# Task to carry out:
Count the lines in the entries below that contain the string "outline". Give only the number.

☆ ☆ ☆

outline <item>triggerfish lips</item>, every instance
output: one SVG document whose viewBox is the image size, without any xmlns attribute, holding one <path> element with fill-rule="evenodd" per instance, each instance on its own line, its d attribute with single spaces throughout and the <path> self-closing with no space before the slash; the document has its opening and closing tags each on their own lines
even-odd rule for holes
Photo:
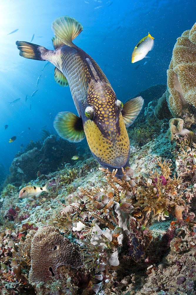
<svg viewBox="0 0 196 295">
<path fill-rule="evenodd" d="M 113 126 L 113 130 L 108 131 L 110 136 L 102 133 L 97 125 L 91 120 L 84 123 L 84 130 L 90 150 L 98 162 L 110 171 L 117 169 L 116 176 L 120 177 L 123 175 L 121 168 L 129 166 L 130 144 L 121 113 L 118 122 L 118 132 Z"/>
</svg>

☆ ☆ ☆

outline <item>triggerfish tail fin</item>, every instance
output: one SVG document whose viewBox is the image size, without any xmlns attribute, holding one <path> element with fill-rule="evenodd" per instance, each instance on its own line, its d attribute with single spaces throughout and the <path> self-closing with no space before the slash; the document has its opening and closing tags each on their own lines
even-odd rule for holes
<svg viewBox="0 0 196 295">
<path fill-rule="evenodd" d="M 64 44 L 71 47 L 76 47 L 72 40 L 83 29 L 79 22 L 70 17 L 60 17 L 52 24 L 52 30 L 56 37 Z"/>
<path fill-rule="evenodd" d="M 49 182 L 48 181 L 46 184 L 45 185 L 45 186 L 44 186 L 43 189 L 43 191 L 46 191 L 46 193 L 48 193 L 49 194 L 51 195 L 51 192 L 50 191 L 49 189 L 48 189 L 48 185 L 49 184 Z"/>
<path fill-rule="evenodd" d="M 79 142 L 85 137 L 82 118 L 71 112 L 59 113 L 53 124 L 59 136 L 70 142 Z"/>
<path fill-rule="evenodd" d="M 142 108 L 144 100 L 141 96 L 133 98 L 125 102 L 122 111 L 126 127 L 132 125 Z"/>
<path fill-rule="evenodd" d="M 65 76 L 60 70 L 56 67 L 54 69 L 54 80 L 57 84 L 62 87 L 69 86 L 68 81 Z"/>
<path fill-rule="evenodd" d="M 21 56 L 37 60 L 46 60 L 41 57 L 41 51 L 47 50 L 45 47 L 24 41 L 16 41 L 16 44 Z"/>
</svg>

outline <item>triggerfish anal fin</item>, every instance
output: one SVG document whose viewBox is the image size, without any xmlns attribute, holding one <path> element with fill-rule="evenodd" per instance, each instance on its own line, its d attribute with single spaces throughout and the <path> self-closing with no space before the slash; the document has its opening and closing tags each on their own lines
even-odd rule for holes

☆ ☆ ☆

# Correct answer:
3